> _Task 1_:
Return each line of the records below that contains the word "concrete".

> _Given passage_:
···

[cairo] how to propose a change?

Travis Griggs tgriggs at cincom.com
Fri Aug 31 13:23:44 PDT 2007

On Aug 31, 2007, at 0:44, Behdad Esfahbod wrote:

> On Fri, 2007-08-24 at 19:18 -0400, ionous wrote:
>> thanks for the warm welcome and all the info.
>> okay. here's my proposal.  sorry in advance for the extreme length.
> Thanks for writing this down with so much level of detail.  All the  
> time
> and energy you put into this is highly appreciated.
>> only read if you're interested in cairo arcana--
>> i'll try to whip up a patch over the next few days,
>> then let the code speak for itself.
>> the general goal of my proposal is to unify path memory usage across
>> compilers, decrease potentially wasted space, and in, what i suspect
>> are the most frequent use cases, increase the number of paths cairo
>> can store in the same space it uses now.
>> the general concept is to change the dual lists of ops and points  
>> into
>> a single unified command buffer stream.  the following goes into
>> details about how it works now, how the command stream would work,  
>> and
>> how -- in most cases -- the command stream would save memory. there's
>> a couple implementation questions towards the end.

···

> _Input_:

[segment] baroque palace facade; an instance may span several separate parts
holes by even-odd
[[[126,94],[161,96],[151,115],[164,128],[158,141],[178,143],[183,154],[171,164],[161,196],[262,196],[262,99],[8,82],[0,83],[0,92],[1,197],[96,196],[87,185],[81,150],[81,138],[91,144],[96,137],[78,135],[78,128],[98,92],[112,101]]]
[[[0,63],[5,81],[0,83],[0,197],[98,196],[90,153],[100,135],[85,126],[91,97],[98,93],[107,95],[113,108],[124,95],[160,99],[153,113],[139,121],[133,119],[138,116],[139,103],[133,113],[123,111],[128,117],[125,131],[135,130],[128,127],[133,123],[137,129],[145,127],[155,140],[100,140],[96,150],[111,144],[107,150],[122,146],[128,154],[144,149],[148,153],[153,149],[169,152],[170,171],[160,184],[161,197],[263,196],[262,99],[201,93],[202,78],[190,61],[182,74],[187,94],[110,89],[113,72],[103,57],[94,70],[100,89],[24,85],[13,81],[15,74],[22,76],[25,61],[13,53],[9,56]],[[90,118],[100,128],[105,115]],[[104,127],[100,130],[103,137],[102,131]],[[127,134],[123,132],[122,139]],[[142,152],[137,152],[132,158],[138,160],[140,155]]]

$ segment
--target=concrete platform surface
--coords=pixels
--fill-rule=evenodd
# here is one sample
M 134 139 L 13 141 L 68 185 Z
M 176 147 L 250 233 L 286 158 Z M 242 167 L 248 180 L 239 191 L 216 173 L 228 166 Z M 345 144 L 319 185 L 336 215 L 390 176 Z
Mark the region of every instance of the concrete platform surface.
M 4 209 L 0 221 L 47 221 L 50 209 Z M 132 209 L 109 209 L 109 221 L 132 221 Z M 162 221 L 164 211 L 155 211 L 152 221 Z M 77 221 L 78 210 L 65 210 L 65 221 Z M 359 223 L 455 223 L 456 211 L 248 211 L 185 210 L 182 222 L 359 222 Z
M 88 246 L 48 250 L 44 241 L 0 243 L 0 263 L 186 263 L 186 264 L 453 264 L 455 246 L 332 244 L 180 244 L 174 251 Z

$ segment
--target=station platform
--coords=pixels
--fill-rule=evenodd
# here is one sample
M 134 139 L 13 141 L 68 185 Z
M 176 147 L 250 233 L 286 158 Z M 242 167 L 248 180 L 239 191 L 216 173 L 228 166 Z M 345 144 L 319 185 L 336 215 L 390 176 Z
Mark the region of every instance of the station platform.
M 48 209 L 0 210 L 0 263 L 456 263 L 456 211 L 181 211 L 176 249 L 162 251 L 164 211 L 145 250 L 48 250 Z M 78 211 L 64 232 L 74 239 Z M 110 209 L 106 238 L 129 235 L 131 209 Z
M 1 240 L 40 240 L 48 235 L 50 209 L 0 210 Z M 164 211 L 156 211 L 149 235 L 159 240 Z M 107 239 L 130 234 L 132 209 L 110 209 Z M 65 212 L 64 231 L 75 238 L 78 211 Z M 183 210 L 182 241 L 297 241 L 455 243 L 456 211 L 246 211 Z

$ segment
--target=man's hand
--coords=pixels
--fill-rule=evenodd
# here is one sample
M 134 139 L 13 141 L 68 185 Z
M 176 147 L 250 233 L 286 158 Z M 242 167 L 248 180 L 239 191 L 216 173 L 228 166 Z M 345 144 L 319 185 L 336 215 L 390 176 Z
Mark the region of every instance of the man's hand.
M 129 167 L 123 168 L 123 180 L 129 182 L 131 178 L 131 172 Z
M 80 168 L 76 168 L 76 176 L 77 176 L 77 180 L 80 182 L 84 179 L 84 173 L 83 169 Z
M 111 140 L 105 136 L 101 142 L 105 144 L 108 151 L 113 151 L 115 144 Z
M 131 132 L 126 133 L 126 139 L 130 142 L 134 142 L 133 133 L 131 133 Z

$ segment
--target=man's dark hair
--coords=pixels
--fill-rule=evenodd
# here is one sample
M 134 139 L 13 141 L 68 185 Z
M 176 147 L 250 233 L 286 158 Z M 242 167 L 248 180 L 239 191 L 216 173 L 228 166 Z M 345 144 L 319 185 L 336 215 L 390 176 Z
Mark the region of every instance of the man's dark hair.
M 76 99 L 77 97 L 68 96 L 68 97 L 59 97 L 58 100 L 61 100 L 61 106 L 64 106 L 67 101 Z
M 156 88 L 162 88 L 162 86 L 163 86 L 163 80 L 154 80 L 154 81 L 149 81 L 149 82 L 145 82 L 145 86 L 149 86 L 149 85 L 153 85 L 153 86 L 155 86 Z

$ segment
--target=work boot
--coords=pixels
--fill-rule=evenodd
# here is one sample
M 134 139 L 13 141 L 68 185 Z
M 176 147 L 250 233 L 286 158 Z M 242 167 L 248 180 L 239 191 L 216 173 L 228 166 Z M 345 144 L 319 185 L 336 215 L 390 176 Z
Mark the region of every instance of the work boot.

···

> _Task 2_:
Reproduce word for word the part of the cairo mailing-list post above that runs from "[cairo] how to" up to and including "the extreme length.".

> _Answer 1_:
--target=concrete platform surface
Mark the region of every instance of the concrete platform surface.

> _Answer 2_:
[cairo] how to propose a change?

Travis Griggs tgriggs at cincom.com
Fri Aug 31 13:23:44 PDT 2007

On Aug 31, 2007, at 0:44, Behdad Esfahbod wrote:

> On Fri, 2007-08-24 at 19:18 -0400, ionous wrote:
>> thanks for the warm welcome and all the info.
>> okay. here's my proposal.  sorry in advance for the extreme length.